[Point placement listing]
======

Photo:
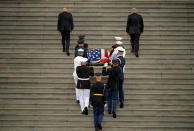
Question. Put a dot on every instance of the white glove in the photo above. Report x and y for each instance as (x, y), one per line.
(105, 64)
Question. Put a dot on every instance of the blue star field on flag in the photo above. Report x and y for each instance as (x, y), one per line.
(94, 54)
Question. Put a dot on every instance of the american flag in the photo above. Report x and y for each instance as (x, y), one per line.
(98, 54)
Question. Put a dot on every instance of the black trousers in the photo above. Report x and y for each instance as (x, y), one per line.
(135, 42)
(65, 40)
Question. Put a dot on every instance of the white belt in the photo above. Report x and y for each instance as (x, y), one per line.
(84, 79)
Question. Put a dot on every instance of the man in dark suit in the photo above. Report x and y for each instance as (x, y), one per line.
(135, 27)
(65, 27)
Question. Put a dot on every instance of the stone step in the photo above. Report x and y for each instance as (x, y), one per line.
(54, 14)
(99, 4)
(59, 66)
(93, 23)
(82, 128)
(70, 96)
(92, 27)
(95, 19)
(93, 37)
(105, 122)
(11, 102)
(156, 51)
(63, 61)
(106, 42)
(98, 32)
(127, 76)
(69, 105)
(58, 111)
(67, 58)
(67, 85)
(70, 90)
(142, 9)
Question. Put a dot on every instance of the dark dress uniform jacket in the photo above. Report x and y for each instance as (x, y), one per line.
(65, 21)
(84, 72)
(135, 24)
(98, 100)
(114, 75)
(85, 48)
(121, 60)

======

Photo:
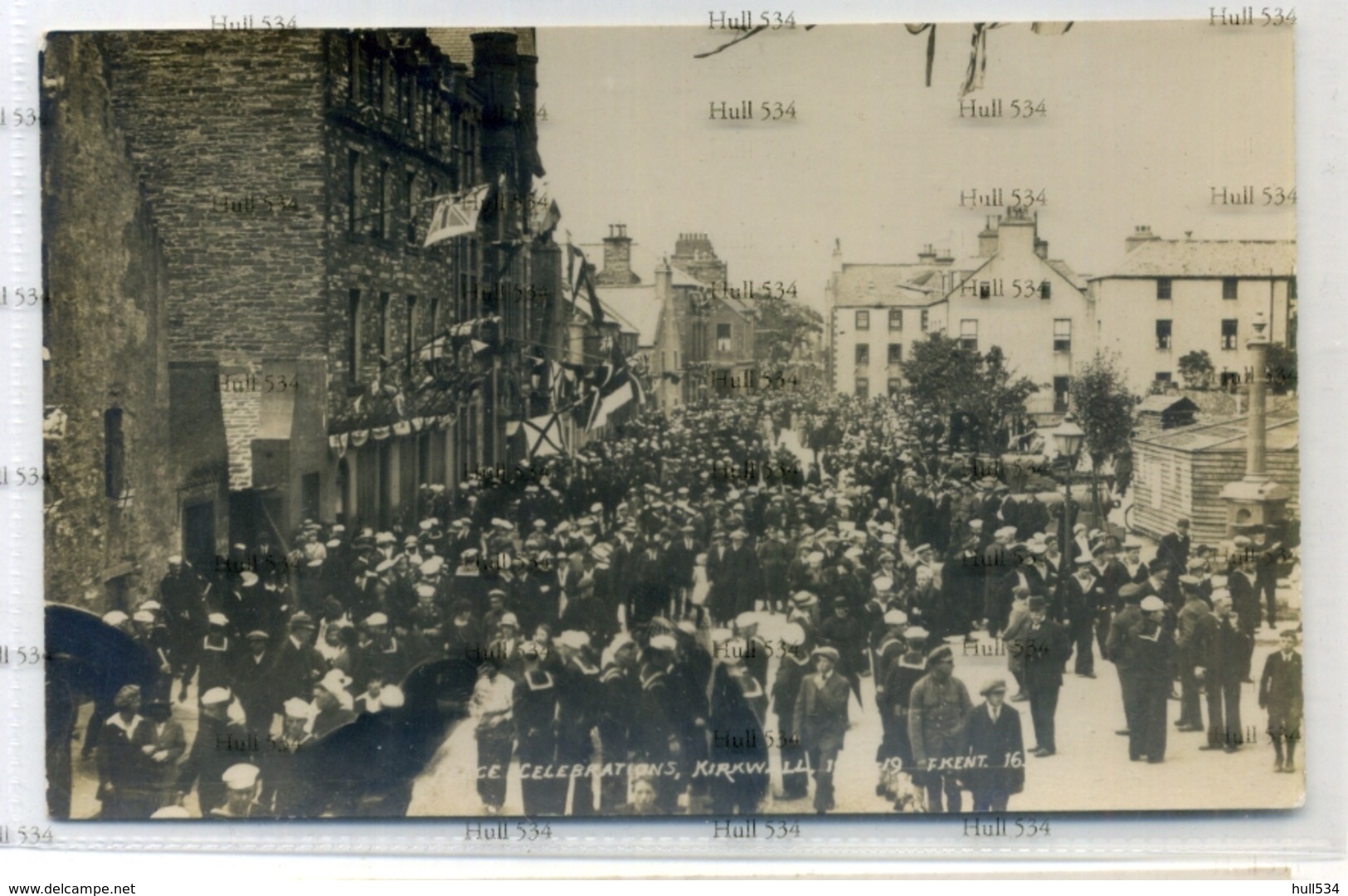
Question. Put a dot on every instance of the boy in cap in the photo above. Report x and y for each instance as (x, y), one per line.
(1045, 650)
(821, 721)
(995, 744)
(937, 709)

======

### YOUR INSTRUCTIONS
Collect every line of the listing above that contains the string "dark", matching case exactly.

### RESULT
Question. Put a dot on every instance of the man in dark suit in the photo above. Report x and y for each instance as (x, y), one per line.
Question. Put a dot on every instance of the dark dress uniform jacket in the photo above. Report x and y for each instance as (x, y), one per line.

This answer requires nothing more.